**EXERCISE DESCRIPTION:** Output all of the entries below precisely as written.

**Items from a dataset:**
------------------------------------------------------------

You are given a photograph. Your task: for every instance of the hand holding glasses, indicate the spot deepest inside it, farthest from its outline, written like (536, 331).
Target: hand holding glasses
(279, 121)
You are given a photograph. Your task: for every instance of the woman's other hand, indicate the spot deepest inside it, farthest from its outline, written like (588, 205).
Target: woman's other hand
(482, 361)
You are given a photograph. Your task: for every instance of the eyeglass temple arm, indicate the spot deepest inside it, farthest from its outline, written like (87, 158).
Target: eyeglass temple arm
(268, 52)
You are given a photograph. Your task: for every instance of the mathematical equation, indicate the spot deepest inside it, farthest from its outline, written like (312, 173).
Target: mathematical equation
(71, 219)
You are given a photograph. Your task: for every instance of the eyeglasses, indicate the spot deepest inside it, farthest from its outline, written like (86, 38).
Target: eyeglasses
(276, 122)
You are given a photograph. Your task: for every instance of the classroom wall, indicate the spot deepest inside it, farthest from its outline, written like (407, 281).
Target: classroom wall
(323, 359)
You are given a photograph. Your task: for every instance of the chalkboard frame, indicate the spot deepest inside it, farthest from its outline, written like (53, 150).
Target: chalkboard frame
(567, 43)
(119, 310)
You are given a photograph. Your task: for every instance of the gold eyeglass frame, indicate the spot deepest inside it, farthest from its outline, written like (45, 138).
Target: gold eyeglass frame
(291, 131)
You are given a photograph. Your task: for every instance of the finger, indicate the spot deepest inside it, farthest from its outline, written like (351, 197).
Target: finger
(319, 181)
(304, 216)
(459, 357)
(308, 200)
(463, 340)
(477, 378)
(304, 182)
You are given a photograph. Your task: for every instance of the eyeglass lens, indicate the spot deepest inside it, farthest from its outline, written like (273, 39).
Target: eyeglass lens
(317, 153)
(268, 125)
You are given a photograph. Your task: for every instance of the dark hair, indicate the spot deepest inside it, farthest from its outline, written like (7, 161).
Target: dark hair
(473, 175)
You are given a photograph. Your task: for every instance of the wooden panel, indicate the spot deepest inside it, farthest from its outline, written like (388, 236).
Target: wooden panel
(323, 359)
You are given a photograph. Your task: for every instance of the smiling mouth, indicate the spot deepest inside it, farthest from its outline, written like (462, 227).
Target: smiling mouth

------------------------------------------------------------

**EXERCISE SOLUTION:**
You are given a photograph. Your task: for every instance of the hand holding glasses, indicate the spot deepest inside it, farthest from its outline, written like (536, 331).
Target: hand holding glasses
(279, 121)
You are given a photograph. Your task: for every instance of the woman's other hand, indicate the spot deepest inside it, farthest from its outline, written like (588, 205).
Target: woman's other hand
(482, 361)
You are given a photograph. Your task: for every instance of the eyeglass temple arm, indicate the spot deepest inside it, farthest from its outline, written like (87, 158).
Target: eyeglass temple arm
(268, 52)
You are given a photograph. Your task: for every instance of the mathematical equation, indicate the spot deepest inside it, farthest from its outline, written like (312, 173).
Target: mathematical equation
(71, 219)
You are given a photograph. Your task: for every instance of the eyeglasses, indicate the spot deepest inside it, farthest from its outline, written like (86, 38).
Target: eyeglasses
(276, 122)
You are given a photograph. Your task: for every instance of the classroom wall, indicate the spot deepest inside it, farthest from its outline, written like (407, 281).
Target: classroom wall
(323, 359)
You are given a photograph. Your task: for every instance of the chalkboard frame, indicate the spot deepest inside it, farthest from its outline, written like (53, 150).
Target: chalkboard frame
(567, 43)
(119, 310)
You are given a photograph. Your task: for every instance of the gold eyeglass frame, indicate the spot deepest inside it, farthest from its outline, written like (45, 138).
Target: gold eyeglass frame
(291, 131)
You are given a photograph. Your task: for every instance of the finger, indicate the spot deepest inside it, farthest from its outline, written like (351, 197).
Target: finger
(319, 181)
(304, 216)
(459, 357)
(308, 200)
(463, 340)
(477, 378)
(304, 182)
You are given a photograph. Your task: for every instance of the eyeglass lens, indicate the spot deepest inside it, farthest from its outline, written like (273, 39).
Target: eyeglass lens
(317, 153)
(268, 125)
You are given a photograph. Your task: for every instance of the dark hair, indicate the spot deepest inside it, farthest from its outline, written like (7, 161).
Target: dark hair
(473, 175)
You are given a photograph. Your task: for every instance of the wooden panel, indicate the spot deepest inside it, farthest from its outline, written like (388, 236).
Target: wooden panel
(323, 359)
You are given a photograph. Your task: for every instance of the smiling mouth, indicate the spot deepest inside it, farthest from its outline, written like (462, 227).
Target: smiling mouth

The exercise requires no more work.